▸ **Set problem**:
Will you restate verbatim the lines running from the line with "Teacher note to the class: pick out the overcast" to the end of the data, leaving out everything else?

▸ **Raw data**:
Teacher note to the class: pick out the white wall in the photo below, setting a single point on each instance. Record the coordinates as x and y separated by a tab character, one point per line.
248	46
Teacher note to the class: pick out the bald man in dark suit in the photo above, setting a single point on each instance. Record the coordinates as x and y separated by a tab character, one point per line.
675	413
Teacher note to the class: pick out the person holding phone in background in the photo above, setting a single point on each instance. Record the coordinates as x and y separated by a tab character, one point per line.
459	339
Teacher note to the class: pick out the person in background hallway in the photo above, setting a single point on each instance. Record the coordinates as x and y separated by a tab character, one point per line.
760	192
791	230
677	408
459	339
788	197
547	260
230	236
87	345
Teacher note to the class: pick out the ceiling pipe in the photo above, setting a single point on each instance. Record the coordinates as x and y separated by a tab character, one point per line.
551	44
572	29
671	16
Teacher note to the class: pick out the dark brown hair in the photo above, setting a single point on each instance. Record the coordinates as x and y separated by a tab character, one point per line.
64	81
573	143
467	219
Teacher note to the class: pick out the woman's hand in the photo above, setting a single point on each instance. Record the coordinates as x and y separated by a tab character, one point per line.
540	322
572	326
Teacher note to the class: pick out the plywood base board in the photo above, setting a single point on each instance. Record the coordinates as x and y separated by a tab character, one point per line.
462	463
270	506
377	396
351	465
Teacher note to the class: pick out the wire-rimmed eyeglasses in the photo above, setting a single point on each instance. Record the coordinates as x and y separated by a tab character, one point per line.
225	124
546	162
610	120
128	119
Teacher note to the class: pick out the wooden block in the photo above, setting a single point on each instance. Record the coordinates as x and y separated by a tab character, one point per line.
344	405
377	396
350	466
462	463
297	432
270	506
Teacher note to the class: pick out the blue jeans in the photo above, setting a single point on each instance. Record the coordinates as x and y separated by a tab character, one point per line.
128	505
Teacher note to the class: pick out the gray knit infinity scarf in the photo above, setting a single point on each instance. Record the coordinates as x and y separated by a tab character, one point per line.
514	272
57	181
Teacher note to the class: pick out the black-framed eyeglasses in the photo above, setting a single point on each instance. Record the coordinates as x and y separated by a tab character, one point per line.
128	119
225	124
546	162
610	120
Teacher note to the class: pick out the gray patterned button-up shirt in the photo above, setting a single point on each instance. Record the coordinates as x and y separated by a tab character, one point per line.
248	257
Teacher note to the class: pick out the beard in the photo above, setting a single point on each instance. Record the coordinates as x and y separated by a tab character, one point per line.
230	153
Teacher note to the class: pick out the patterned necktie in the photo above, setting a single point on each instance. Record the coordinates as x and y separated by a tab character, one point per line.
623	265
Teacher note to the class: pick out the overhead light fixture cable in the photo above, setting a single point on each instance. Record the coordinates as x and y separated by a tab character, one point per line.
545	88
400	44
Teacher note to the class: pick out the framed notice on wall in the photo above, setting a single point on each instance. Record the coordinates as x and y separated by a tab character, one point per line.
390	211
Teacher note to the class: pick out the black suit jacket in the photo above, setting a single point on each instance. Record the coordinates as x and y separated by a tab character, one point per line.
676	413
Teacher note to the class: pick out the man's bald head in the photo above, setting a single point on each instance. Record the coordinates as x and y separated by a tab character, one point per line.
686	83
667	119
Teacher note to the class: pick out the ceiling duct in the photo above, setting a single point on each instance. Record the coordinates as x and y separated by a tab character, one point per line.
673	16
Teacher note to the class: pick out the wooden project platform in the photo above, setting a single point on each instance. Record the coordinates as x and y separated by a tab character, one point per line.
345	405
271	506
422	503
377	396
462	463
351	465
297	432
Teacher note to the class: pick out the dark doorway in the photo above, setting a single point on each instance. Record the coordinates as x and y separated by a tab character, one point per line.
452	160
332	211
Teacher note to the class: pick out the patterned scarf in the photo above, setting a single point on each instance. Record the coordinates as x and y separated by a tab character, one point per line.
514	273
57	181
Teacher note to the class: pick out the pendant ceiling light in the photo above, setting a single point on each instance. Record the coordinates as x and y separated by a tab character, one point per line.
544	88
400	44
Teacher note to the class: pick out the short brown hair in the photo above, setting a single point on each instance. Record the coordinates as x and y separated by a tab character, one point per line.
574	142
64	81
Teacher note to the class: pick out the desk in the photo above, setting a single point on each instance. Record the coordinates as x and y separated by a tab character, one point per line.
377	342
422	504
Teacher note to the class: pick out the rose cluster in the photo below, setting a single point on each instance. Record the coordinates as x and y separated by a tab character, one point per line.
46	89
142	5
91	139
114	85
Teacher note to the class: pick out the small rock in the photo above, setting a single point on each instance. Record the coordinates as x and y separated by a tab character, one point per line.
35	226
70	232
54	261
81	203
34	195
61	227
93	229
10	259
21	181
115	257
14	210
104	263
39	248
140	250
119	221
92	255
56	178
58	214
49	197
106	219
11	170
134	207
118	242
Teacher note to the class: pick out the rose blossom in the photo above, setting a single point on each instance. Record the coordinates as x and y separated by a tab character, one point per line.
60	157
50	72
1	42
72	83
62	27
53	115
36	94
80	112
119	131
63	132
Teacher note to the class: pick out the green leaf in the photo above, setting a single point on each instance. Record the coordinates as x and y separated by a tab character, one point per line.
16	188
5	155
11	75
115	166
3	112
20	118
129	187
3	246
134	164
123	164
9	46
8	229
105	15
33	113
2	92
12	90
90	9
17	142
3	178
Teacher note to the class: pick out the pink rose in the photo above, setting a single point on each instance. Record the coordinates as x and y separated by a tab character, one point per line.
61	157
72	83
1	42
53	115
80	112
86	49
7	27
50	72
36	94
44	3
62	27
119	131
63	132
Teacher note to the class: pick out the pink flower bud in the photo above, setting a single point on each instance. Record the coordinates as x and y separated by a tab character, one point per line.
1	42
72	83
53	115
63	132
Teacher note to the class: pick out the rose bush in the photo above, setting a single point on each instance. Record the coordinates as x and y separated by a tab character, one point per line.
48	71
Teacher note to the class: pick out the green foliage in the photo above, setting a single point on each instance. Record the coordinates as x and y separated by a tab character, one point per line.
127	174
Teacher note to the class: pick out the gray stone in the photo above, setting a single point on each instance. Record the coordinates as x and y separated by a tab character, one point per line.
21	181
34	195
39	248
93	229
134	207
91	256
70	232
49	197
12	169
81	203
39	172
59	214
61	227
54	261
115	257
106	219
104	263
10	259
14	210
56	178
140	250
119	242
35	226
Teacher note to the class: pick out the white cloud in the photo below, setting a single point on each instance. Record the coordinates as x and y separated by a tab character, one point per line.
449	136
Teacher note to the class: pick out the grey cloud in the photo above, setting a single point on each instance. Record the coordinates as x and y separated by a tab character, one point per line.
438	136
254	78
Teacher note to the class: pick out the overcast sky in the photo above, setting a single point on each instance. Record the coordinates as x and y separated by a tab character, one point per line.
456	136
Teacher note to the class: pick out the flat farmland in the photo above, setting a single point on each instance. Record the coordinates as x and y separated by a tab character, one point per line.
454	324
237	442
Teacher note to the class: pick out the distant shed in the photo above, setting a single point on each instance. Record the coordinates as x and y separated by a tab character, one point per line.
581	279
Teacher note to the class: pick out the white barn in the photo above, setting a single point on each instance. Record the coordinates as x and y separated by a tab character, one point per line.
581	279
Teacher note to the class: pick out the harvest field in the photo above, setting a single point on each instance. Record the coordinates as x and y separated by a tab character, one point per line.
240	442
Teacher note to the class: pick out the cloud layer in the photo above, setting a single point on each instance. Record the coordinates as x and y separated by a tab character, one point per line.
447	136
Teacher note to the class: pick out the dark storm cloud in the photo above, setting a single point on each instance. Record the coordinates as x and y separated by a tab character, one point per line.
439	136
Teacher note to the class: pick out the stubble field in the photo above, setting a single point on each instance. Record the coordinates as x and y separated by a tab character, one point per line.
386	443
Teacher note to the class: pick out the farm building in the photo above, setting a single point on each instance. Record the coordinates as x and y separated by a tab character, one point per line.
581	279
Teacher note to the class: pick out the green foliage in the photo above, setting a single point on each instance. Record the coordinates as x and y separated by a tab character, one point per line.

▸ **The completed task**:
Teacher note to the class: pick out the overcast sky in the photo above, setting a single point on each instance. Record the coordinates as x and y separated by a tab character, one point per line.
456	136
Teacher note to the class: pick out the flat farmland in the photo above, setting a single point on each instance. Record the coordinates as x and y separated by a tab character, one point per line.
454	324
237	442
Teacher note to the class: pick out the distant shed in the photo above, setting a single point on each instance. Record the coordinates as x and y separated by a tab character, one point per line.
581	279
Teacher note to the class: pick out the white barn in the photo above, setting a single point on each instance. Record the coordinates as x and y separated by a tab character, one point per line.
581	279
Teacher note to the class: pick out the harvest field in the photo above, setting a single point on each instance. Record the coordinates as x and y separated by a tab character, one point per line.
240	442
Teacher note to the class: pick out the cloud layer in the photo above, setting a single point on each instance. Record the coordinates as x and y separated by a tab character, one point per line.
447	136
Teacher note to the class: pick out the dark storm cloud in the photo above, setting a single point on each instance. Record the coordinates as x and y separated by a tab character, one point per line.
439	136
Teacher note to the class: pick out the stubble field in the photo above, setting a single point on each instance. Record the coordinates as x and y separated by a tab character, one point per line.
386	443
Teacher note to the class: pick out the farm building in the photo above, setting a single point on each instance. Record the coordinates as x and y separated by a tab character, one point per line.
581	279
Teacher note to the class: pick out the green foliage in the photo above, setting a single point on each instance. Record the coordinates as x and y separated by a tab character, one point per line.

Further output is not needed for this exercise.